(Region labeling items)
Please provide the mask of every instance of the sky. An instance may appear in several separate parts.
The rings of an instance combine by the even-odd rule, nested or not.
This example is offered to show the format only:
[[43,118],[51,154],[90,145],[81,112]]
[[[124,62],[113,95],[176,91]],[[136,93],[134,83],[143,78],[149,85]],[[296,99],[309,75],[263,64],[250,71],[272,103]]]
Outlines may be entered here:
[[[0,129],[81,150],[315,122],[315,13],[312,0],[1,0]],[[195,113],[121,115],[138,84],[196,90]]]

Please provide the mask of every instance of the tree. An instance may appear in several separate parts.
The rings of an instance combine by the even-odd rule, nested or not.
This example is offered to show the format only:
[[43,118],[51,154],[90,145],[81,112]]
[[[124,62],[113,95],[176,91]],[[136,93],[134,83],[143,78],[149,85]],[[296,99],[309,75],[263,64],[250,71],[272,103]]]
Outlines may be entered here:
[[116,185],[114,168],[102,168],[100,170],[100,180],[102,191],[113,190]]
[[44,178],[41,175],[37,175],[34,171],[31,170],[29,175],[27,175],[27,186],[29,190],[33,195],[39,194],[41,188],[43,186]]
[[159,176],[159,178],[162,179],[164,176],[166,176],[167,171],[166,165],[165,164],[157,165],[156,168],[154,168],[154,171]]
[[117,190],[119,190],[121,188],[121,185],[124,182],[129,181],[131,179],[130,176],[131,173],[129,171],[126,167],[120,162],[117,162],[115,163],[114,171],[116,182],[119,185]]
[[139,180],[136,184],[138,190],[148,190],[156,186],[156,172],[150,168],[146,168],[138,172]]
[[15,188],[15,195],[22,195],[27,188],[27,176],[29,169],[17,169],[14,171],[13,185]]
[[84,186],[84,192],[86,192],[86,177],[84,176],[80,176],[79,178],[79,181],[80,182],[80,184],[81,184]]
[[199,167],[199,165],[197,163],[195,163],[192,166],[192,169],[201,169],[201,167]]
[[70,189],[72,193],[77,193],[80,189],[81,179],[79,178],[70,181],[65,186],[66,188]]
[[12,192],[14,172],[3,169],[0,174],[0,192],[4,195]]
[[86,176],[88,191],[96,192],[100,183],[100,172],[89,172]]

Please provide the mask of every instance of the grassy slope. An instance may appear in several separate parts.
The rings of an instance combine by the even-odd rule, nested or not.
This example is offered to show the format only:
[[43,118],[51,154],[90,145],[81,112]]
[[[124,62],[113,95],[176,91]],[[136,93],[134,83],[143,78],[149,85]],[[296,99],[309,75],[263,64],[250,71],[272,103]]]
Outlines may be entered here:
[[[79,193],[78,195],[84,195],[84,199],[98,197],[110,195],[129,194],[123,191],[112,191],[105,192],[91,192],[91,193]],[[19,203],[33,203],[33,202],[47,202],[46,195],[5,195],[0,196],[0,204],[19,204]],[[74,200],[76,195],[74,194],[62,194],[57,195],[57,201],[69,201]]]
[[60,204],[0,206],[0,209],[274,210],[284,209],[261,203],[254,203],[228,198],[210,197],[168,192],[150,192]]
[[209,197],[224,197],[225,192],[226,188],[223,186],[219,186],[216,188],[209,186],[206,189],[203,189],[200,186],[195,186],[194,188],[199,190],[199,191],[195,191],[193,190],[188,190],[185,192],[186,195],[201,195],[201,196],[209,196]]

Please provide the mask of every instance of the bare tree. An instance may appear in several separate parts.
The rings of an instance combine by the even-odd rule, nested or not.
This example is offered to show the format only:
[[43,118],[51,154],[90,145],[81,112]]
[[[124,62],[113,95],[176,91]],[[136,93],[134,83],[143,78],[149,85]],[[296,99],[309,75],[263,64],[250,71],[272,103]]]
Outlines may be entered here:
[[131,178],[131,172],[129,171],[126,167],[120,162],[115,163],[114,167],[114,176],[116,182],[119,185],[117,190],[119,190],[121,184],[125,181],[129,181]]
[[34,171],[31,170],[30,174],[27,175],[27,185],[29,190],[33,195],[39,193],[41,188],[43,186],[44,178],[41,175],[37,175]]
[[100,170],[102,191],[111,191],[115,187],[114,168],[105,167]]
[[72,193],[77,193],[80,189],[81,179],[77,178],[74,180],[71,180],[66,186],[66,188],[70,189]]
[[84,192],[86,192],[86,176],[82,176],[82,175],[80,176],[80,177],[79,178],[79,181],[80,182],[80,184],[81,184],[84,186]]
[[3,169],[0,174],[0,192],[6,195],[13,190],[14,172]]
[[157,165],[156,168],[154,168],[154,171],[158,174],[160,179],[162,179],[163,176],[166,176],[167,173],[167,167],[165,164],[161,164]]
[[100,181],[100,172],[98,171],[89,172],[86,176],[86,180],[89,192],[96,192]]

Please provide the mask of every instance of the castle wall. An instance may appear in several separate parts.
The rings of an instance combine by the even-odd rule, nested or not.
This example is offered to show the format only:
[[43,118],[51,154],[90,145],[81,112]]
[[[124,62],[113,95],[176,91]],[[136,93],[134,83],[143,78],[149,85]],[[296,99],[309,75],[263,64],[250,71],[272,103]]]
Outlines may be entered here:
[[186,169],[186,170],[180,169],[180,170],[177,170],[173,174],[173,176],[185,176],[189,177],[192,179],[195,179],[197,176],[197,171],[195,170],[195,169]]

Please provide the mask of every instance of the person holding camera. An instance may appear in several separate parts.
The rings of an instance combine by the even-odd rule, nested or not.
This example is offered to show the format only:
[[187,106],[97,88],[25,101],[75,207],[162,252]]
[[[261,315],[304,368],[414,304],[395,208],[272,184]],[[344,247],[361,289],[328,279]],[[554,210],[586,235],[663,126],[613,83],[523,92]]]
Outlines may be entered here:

*To do*:
Copy out all of the lines above word for word.

*Correct response*:
Please provide the mask of every instance of the sky. An instance may appear in several separate parts.
The rings of an instance combine by the even-odd rule, nested or not.
This example is offered to show the format only:
[[43,118],[51,154],[90,145],[81,112]]
[[[124,62],[113,95],[176,91]],[[136,93],[134,83],[143,78],[149,85]],[[296,99],[309,75],[263,64],[250,71],[272,103]]]
Outlines may be entered here:
[[[0,129],[81,150],[315,122],[315,13],[312,0],[1,0]],[[195,113],[121,115],[138,84],[196,90]]]

Please provide the mask of every instance of the tree. An instance may appear in several separate parts.
The rings of an instance combine by the even-odd rule, nested or not.
This example is offered to show the format only:
[[43,118],[51,154],[90,145],[81,112]]
[[[124,62],[113,95],[176,91]],[[136,93],[134,83],[143,78],[149,85]],[[296,99],[309,75],[263,64],[250,71],[272,103]]]
Outlines may be entered here:
[[116,185],[114,168],[102,168],[100,170],[100,180],[102,191],[113,190]]
[[44,178],[41,175],[37,175],[34,171],[31,170],[29,175],[27,175],[27,186],[29,190],[33,195],[39,194],[41,188],[43,186]]
[[159,176],[159,178],[162,179],[164,176],[166,176],[167,171],[166,165],[165,164],[157,165],[156,168],[154,168],[154,171]]
[[117,190],[119,190],[121,188],[121,185],[124,182],[129,181],[131,179],[130,176],[131,173],[129,171],[126,167],[120,162],[117,162],[115,163],[114,171],[116,182],[119,185]]
[[139,180],[136,184],[138,190],[148,190],[156,186],[156,172],[150,168],[146,168],[138,172]]
[[15,188],[15,195],[22,195],[27,188],[27,176],[29,169],[17,169],[14,171],[13,185]]
[[84,186],[84,192],[86,192],[86,177],[84,176],[80,176],[79,178],[79,181],[80,182],[80,184],[81,184]]
[[199,167],[199,165],[197,163],[195,163],[192,166],[192,169],[201,169],[201,167]]
[[70,189],[72,193],[77,193],[80,189],[81,179],[79,178],[70,181],[65,186],[66,188]]
[[12,192],[14,172],[3,169],[0,174],[0,192],[4,195]]
[[86,176],[88,191],[96,192],[100,183],[100,172],[89,172]]

Please provide the mask of every instance of the grassy slope. An instance may appear in several separate parts.
The rings of an instance combine by the even-odd rule, nested or not.
This example is offered to show the format only:
[[43,118],[51,154],[90,145],[81,112]]
[[[124,62],[113,95],[176,91]],[[136,93],[134,83],[143,78],[149,85]],[[296,99],[309,75],[263,64],[250,71],[272,103]]]
Outlines may be entered here:
[[[79,193],[78,195],[84,195],[84,199],[98,197],[110,195],[129,194],[123,191],[112,191],[105,192],[91,192],[91,193]],[[19,203],[33,203],[33,202],[47,202],[46,195],[5,195],[0,196],[0,204],[19,204]],[[74,200],[76,195],[74,194],[62,194],[57,195],[57,201],[69,201]]]
[[60,204],[0,206],[0,209],[274,210],[284,209],[261,203],[254,203],[228,198],[210,197],[168,192],[150,192]]
[[209,197],[224,197],[225,192],[226,188],[223,186],[219,186],[216,188],[209,186],[206,189],[203,189],[200,186],[195,186],[194,188],[199,190],[199,191],[195,191],[193,190],[188,190],[185,192],[186,195],[201,195],[201,196],[209,196]]

Please provide the mask of every instance of the bare tree. An instance may appear in several separate parts.
The rings of an instance combine by the even-odd rule, nested or not.
This example is offered to show the format only:
[[43,118],[51,154],[90,145],[81,112]]
[[[124,62],[113,95],[176,91]],[[136,93],[134,83],[143,78],[149,85]],[[296,99],[309,75],[263,64],[250,71],[272,103]]]
Outlines may be entered here:
[[131,178],[131,172],[129,171],[126,167],[120,162],[115,163],[114,167],[114,176],[116,182],[119,185],[117,190],[119,190],[121,184],[125,181],[129,181]]
[[34,171],[31,170],[30,174],[27,175],[27,185],[29,190],[33,195],[39,193],[41,188],[43,186],[44,178],[41,175],[37,175]]
[[100,170],[102,191],[111,191],[115,187],[114,168],[105,167]]
[[72,193],[77,193],[80,189],[81,179],[77,178],[74,180],[71,180],[66,186],[66,188],[70,189]]
[[84,192],[86,192],[86,176],[82,176],[82,175],[80,176],[80,177],[79,178],[79,181],[80,182],[80,184],[81,184],[84,186]]
[[3,169],[0,174],[0,192],[6,195],[13,190],[14,172]]
[[157,165],[156,168],[154,168],[154,171],[158,174],[160,179],[162,179],[163,176],[166,176],[167,173],[167,167],[165,164],[161,164]]
[[100,181],[100,172],[98,171],[89,172],[86,176],[86,180],[89,192],[96,192]]

Please provide the mask of every instance of the castle wall. An instance may appear in several separate parts.
The rings of an instance combine by the even-odd rule, nested or not.
This example is offered to show the format only:
[[43,118],[51,154],[90,145],[81,112]]
[[[124,62],[113,95],[176,91]],[[136,93],[134,83],[143,78],[149,85]],[[296,99],[309,75],[263,64],[250,71],[272,103]]]
Outlines may be entered here:
[[186,169],[186,170],[180,169],[180,170],[177,170],[173,174],[173,176],[185,176],[189,177],[192,179],[195,179],[197,176],[197,171],[195,170],[195,169]]

Please provide the mask of every instance of the person holding camera. An instance may appear in several separate parts.
The rings of an instance combine by the even-odd rule, nested or not.
This example is offered to show the format only:
[[187,106],[97,88],[25,101],[75,207],[162,252]]
[[[261,315],[304,368],[414,304],[395,208],[272,184]],[[344,247],[361,289],[328,279]],[[554,210],[586,235],[663,126],[613,83],[523,92]]]
Outlines may be entered here:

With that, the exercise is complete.